_DIRECTIONS_
[1] List every person with the surname Stonehouse who is named in the essay on children born out of wedlock.
[2] Write the next part of the essay on children born out of wedlock, continuing after its final sentence.

_EXCERPTED TEXT_
◇ ◇ ◇ ◇ ◇ ◇ ◇
Love(d) Child

Any judgement on a single parent, or a child born out of wedlock seems old-fashioned today, in fact it’s even rude to enquire into a person’s marital status. However, not that long ago, giving birth to a child out of wedlock or being that child, was scandalous. The recent Royal Commission into institutional abuse here and similar overseas, shows that many of these families were separated, and life was often particularly hard for the children put into in orphanages. Similarly, no one wants to think of their ancestors as victims – or perpetrators – of some past “me too” moment if there was a story beyond just “no marriage.”

I already knew of a few children born out of wedlock in my family’s past (Olive Grace Stonehouse, William Stonehouse and the children of Eliza Stonehouse), but I have begun to find more.

Sometimes these stories are recorded as family gossip, and there are no records of the births or the children at all.

Sometimes there seems to have been very little secrecy, and the child has been welcomed into their mother’s home and raised among siblings.
◇ ◇ ◇ ◇ ◇ ◇ ◇
_STUDY MATERIAL_
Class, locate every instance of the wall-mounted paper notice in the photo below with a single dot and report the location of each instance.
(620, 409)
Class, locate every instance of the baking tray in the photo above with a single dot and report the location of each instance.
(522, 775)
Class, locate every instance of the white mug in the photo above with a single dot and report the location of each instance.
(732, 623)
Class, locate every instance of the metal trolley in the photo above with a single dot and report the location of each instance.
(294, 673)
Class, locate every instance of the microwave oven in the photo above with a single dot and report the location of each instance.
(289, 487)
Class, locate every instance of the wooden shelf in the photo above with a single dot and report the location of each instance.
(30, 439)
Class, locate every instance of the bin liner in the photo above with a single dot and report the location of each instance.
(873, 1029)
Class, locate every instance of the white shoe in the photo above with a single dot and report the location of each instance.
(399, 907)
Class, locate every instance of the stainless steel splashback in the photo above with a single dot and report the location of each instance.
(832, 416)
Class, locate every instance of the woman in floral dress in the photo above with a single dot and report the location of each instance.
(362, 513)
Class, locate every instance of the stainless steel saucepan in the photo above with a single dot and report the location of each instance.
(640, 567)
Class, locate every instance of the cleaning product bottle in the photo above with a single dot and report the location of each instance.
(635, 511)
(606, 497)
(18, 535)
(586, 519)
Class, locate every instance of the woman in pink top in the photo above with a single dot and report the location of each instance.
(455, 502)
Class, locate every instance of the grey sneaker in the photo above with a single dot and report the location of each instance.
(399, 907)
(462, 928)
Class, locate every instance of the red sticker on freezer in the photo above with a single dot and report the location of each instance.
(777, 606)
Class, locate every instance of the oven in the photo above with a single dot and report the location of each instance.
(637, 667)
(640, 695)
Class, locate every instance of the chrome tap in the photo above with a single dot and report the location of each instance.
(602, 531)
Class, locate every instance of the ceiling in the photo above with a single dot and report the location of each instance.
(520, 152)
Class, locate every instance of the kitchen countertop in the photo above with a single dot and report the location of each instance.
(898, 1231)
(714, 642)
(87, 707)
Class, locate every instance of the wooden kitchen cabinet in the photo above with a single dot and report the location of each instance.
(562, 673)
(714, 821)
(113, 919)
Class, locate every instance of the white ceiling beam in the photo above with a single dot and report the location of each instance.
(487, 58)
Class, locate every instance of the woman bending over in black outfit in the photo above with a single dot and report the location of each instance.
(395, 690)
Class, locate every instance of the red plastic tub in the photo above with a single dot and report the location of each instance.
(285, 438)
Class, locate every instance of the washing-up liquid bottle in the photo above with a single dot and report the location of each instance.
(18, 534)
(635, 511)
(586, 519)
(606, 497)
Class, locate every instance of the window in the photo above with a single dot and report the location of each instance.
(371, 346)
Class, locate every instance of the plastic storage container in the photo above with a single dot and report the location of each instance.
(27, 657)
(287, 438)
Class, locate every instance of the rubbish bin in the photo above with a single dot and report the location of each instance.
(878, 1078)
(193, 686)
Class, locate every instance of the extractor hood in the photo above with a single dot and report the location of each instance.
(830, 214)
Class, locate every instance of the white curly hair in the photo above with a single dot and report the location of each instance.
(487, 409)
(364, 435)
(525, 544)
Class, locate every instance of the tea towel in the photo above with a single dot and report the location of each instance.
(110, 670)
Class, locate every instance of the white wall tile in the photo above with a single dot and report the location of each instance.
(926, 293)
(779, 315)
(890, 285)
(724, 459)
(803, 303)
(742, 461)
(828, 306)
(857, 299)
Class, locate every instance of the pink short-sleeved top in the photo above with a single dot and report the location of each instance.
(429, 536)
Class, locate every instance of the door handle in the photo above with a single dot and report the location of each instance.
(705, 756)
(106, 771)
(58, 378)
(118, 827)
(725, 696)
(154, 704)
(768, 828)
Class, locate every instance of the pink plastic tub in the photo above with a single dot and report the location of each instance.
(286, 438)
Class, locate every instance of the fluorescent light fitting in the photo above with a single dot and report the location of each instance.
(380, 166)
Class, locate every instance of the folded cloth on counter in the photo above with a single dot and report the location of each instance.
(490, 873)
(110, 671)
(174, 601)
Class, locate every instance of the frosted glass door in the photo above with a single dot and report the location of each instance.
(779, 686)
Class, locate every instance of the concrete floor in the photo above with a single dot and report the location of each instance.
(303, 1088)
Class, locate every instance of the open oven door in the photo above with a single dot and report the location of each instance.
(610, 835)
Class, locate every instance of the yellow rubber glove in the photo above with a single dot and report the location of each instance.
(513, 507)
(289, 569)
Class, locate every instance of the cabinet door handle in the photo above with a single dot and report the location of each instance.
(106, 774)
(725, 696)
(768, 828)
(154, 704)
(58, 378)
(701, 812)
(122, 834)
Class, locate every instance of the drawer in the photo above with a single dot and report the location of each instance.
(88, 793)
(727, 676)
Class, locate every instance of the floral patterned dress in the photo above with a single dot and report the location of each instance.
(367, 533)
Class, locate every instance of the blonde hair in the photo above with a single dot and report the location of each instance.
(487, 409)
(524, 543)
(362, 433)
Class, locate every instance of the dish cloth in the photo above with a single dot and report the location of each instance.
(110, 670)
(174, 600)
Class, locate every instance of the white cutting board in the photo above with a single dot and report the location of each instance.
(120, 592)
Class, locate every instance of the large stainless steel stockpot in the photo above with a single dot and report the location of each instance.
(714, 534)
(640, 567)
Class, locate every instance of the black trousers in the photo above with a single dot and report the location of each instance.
◇ ◇ ◇ ◇ ◇ ◇ ◇
_PER-TASK OUTPUTS_
[1] Olive Grace Stonehouse, William Stonehouse, Eliza Stonehouse

[2]
Sometimes it was perhaps so secretive and scandalous that the child’s existence is known only by the records, with no stories or memories to pass on.

Sometimes it might be a mistake in something, or another misunderstanding and what looks slightly scandalous from the 21stC, is simply the result of a transcription error.

Mabel Bennetts, UK, c1905

Mabel was born in Gloucestershire c1905. By the time she was 6 she was living in Wales as the adopted daughter of William Nelmes and his wife Catherine nee Trezise (Catherine was the daughter of William c1822, who had many siblings who went to Australia). William and Catherine had had one biological child, Willie, but he had died when only 21, in 1899.

1911 census

A family story on Ancestry tells us that Mabel was the daughter of Charles and “the housekeeper,” Mrs Bennetts.

Mrs Bennetts was probably Annie Bennetts nee Semmens. I can’t see that she was a housekeeper at any time, for the Nelmes’ or anyone else. Annie was, however, from St Just, where Catherine was born, and knew Catherine and Charles well enough that during the 1901 census she was a guest with them in Wales.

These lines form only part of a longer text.